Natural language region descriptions
>>>
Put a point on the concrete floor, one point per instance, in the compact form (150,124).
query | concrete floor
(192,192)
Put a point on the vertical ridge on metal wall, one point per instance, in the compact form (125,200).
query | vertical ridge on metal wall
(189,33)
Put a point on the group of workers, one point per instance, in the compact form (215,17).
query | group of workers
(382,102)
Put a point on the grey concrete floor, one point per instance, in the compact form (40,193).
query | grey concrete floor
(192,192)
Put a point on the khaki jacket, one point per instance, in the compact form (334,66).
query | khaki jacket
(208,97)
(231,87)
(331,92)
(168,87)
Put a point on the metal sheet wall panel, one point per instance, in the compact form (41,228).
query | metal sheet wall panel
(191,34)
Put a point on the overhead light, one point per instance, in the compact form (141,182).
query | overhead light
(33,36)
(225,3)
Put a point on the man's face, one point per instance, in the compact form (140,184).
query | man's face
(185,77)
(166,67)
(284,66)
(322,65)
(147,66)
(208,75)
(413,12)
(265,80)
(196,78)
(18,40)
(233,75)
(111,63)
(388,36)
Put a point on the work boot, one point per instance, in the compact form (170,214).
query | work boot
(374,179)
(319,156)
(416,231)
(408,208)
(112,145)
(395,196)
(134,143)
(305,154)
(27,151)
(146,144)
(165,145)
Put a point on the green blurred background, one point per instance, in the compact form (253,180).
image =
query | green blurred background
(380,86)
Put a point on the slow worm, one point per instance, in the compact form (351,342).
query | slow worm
<<<
THE TASK: The records above, in their entirety, need to be set down again exactly.

SOLUTION TO THIS TASK:
Put a point on the concrete floor, one point per instance, in the compact form (150,124).
query | concrete floor
(192,192)
Put a point on the vertical ridge on metal wall, one point per instance, in the compact form (125,200).
query | vertical ridge on metal wall
(189,33)
Put a point on the group of workers, one point per instance, in the compact form (215,17).
query | group of workers
(382,102)
Put a point on the grey concrete floor, one point per instance, in the compact form (40,193).
query | grey concrete floor
(192,192)
Put a point on the khaki jacket, one point per instance, in the compact form (334,66).
query | khaki jacket
(208,97)
(231,87)
(331,92)
(168,87)
Put a point on the metal sheet wall panel, one point per instance, in the compact form (41,228).
query | metal sheet wall panel
(191,34)
Put a point on the overhead light, one point per instance, in the compact form (141,182).
query | overhead light
(33,36)
(225,3)
Put a point on the man's face, one point per instance, in the compact form (140,184).
query | man's face
(185,77)
(166,67)
(284,66)
(322,65)
(147,66)
(208,75)
(413,12)
(265,80)
(196,78)
(18,40)
(233,75)
(111,63)
(388,36)
Put a point on the work boot, one point per instance, in the compact form (170,214).
query | work boot
(374,179)
(319,156)
(416,231)
(408,208)
(112,145)
(395,196)
(134,143)
(305,154)
(27,151)
(146,144)
(165,145)
Put a point on the green blurred background, one point per instance, in the compact form (253,180).
image =
query | green blurred background
(380,86)
Put a point on the slow worm, one point per instance, in the compact form (351,342).
query | slow worm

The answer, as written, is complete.